What is needed:
Write out the passage in the excerpt on ranked long/short portfolios between "What about prediction?" and "fix that easily.", inclusive, without changing a word.

Once you have your expected value + volatility, you feed this into your portfolio optimization model. There are many libraries in both R and Python for this, although the best solution will be from banging your head against a convex optimization textbook, grinding through the literature, and creating a custom optimizer.
This is in many ways why your research platform can make or break your performance as a quant team. If you handle data and automate deployment / execution, then all you need to do is create a formula / rule. You wouldn’t even need to write code, you could just have it parse the formula you type into a dashboard and generate the feature. These types of systems take years to build and are often highly custom.
Every night, I dream of having an incredibly comprehensive system like this. Alas, most people capable of building such things prefer to spend their time creating alpha so end up with far dirtier systems. Lucky for me, my current work doesn’t so much need a system like that as it is more about capturing nuance effectively.
This is where we present one of the best tools for doing things “eh good enough” - the RLS method. Ranked Long / Short (RLS) involves taking assets, ranking them on the alpha, then longing the top xx %, and shorting the bottom xx %.
For example:
Our alpha might be some metric, we calculate this metric for each asset, then we rank all assets on the metric. Our metric is mean 0, with a standard deviation of 1 since we z-score it. We calculate the 0.9 and the 0.1 quantiles. Then we use these quantiles as cutoffs to select our top and bottom 10%. Finally, we long all the assets in the top 10%, and short all the assets in the bottom 10%. We get the below result using an assumption of top-taker fees, and a roughly accurate value for spreads (we only use top 10-20 liquid assets otherwise our spread assumptions are either way too conservative or too liberal depending on which assets are in the portfolio at that time). We also volatility adjust in both the upper and lower deciles. We could use the top/bottom 20%, 5%, etc but 10% works fine here. I’m not revealing the metric, but keep experimenting and you may find it :)
What about prediction? Well, the graph shown below is effectively what we assume when we use the RLS method. We draw a cutoff at xx % since our EV must beat fees plus some risk premium for us to do well. Linear is true in most cases, but if it isn’t linear then we can also fix that easily.
What if the relationship between the value of my alpha and the expected value (EV) of the asset in the future looks more like this (not so linear):
In this case, we can just take the absolute value of our feature, and we get back to the original straight line. You may wonder “what if the low value is 5, and the high value is 50? Doesn’t that give me the same result?” (5 and 50 are arbitrary what matters is that both are positive).
The reason taking the absolute value works is that you can always z-score your features. If you do this, your low is negative and your high is positive, both to equal degrees. Taking the absolute value puts your low at 0, and high at some positive number (you could z-score it again, but there isn’t a real reason in my view), either way, you get back to the original image once again.
The arguments against RLS are not from its inability to adapt to non-linearity, you can usually embed that in your feature by changing the formula. The main drawback is actually the excessive turnover the model creates.

Dataset content:

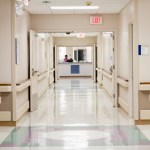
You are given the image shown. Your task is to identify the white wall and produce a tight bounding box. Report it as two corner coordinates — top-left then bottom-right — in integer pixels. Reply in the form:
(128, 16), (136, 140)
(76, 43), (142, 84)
(15, 12), (30, 110)
(0, 0), (11, 84)
(118, 0), (134, 79)
(117, 0), (134, 112)
(37, 34), (49, 97)
(138, 0), (150, 82)
(54, 37), (97, 46)
(16, 12), (30, 83)
(31, 14), (118, 32)
(138, 0), (150, 113)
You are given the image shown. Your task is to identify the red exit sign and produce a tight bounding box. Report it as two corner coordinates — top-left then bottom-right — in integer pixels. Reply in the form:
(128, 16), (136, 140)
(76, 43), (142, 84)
(90, 16), (103, 24)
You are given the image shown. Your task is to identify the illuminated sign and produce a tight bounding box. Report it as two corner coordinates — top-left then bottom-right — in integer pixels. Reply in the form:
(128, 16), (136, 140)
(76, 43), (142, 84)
(90, 16), (103, 24)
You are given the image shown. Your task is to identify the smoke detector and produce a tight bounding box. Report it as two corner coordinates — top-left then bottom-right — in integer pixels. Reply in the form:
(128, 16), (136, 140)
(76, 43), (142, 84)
(85, 2), (92, 6)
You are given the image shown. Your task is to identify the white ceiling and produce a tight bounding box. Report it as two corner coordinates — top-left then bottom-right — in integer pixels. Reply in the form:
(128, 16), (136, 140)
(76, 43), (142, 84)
(28, 0), (130, 14)
(53, 32), (99, 37)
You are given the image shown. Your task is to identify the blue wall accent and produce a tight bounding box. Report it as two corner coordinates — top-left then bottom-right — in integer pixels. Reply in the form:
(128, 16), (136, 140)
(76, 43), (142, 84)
(71, 65), (80, 74)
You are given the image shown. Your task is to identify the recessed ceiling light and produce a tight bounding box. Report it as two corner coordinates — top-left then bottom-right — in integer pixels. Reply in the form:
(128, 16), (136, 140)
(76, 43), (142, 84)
(43, 0), (51, 4)
(51, 6), (99, 10)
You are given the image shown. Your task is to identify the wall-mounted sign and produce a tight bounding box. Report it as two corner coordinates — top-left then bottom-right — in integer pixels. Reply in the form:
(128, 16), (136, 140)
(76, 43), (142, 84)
(138, 45), (149, 56)
(24, 0), (29, 6)
(90, 16), (103, 24)
(77, 33), (85, 38)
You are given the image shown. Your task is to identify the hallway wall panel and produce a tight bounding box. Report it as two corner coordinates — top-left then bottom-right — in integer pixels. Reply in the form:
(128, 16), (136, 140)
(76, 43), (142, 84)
(16, 12), (30, 117)
(138, 0), (150, 116)
(117, 0), (134, 113)
(0, 0), (11, 84)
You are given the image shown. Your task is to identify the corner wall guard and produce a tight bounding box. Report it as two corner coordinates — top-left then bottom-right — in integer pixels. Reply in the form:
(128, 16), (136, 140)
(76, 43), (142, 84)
(38, 71), (47, 81)
(16, 79), (31, 92)
(117, 77), (129, 88)
(0, 84), (12, 92)
(102, 70), (112, 79)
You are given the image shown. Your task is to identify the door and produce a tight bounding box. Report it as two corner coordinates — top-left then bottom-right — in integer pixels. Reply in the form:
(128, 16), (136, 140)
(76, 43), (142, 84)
(93, 45), (96, 82)
(53, 46), (56, 83)
(30, 30), (38, 111)
(129, 24), (134, 118)
(111, 32), (116, 106)
(95, 46), (98, 82)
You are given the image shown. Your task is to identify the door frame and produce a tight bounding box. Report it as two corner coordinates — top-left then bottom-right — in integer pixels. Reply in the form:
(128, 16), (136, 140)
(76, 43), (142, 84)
(29, 30), (38, 111)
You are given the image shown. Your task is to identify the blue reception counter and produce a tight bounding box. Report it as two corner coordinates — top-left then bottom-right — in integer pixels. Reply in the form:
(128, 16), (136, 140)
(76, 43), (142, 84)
(58, 62), (93, 77)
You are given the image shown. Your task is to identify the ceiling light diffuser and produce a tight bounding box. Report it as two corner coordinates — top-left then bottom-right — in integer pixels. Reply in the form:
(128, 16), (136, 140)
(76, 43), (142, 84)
(51, 6), (99, 10)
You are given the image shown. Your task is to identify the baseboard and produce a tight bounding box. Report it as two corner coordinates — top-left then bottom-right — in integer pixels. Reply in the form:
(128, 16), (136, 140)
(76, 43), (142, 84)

Problem solution:
What about prediction? Well, the graph shown below is effectively what we assume when we use the RLS method. We draw a cutoff at xx % since our EV must beat fees plus some risk premium for us to do well. Linear is true in most cases, but if it isn’t linear then we can also fix that easily.